Excerpted text:
A reading textbook used in Medina City Schools around 52-54 or so. (I already checked with them, they have no record) This described pioneer life-how soap was made, how wool was carded into yarn, how cloth was dyed. The book followed a little boy around in pioneer times and daily life for him.
Category Archives: 1950s
298Z: Old Cinderella
Cinderella story, one in an anthology of fairy tales. This version has Cinderella going to three balls. The book is beautifully illustrated but also very descriptive of the gowns-of the fabrics and decorations-e.g.”yellow silk” or “yellow taffeta.” Published prior to 1960.
298W: Rebuilding cars, girls, and all things teen
A teen series of short novels/stories about rebuilding cars, girls, and all things teen. They were published and stocked in public school libraries late 50s early 60s.
298G: The Perfect Dress (Solved)
I am searching for a book I read as a young elementary school student in the late 60s but the target audience was a little older, perhaps middle school girls. I think the book would have been published somewhere between the mid 50s and early 60s. Even in 1969/1970 it felt slightly dated.
Here are some facts I remember:
1) The protagonist was a young (13-15) teen girl and the book may have been part of a series (of either books or movies-not Giget.) Or maybe not.
2) The setting was very much all-American, white picket fences.
3) Our heroine was very excited to be invited to the out of town wedding of her older male cousin.
4) Although I can’t remember the name of the protagonist or her family, the bride’s name was Joan. At one point she shows her mother a picture of a bride in a magazine and asks “Do you think Joan will wear a dress like that?” To which Mom replies non-committally “Perhaps.”
5) Much of the book is about the struggle to find an appropriate dress for our heroine to wear to the wedding.

Problem details:
In the book-search listings above, what is the bride's name in the entry "298G: The Perfect Dress"?

Dataset:
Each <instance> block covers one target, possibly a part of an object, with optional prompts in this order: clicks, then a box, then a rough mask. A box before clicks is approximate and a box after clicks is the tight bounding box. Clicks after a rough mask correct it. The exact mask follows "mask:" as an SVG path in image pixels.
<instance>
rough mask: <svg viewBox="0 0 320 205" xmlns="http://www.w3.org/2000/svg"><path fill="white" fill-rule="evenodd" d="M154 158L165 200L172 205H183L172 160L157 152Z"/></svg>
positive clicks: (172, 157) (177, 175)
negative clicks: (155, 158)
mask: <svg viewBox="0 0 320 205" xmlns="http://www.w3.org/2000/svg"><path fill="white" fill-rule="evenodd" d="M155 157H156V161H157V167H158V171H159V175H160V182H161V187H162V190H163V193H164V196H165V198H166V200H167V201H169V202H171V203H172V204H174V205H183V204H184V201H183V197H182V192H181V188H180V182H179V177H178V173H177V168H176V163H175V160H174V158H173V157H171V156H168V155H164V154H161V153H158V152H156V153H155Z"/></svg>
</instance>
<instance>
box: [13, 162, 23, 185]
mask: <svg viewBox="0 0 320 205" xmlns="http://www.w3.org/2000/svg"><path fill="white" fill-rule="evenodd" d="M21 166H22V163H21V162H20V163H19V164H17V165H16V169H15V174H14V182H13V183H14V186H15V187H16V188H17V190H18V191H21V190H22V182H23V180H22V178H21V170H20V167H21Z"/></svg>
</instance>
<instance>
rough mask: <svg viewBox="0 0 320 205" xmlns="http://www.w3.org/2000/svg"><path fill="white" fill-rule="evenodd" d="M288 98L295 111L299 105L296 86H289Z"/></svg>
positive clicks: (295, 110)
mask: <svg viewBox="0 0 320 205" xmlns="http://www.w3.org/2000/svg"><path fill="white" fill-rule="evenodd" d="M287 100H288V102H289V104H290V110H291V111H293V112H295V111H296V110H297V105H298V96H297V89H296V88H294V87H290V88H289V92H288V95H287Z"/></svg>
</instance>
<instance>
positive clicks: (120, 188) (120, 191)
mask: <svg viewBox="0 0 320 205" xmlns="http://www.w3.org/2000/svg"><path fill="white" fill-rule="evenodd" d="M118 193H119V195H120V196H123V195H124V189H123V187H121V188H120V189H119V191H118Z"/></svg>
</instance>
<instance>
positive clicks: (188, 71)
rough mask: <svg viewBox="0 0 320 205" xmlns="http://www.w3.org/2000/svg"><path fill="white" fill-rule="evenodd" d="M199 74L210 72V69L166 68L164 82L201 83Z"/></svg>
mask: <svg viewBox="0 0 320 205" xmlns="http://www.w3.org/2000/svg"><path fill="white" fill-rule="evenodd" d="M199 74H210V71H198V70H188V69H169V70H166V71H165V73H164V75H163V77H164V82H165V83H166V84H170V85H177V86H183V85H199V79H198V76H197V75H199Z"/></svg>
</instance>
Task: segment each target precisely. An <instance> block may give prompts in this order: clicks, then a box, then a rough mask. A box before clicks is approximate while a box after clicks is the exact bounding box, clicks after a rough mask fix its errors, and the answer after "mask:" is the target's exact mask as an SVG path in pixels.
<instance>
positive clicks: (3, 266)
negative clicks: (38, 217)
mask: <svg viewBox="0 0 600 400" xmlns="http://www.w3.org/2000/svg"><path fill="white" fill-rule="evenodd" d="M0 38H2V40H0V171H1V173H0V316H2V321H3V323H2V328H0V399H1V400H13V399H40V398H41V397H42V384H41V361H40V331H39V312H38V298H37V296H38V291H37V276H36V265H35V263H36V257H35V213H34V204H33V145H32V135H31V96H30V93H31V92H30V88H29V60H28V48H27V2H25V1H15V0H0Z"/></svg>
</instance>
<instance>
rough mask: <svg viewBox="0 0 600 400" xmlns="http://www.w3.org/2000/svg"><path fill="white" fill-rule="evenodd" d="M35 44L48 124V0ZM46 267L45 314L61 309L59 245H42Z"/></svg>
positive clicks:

Response for this exercise:
Joan.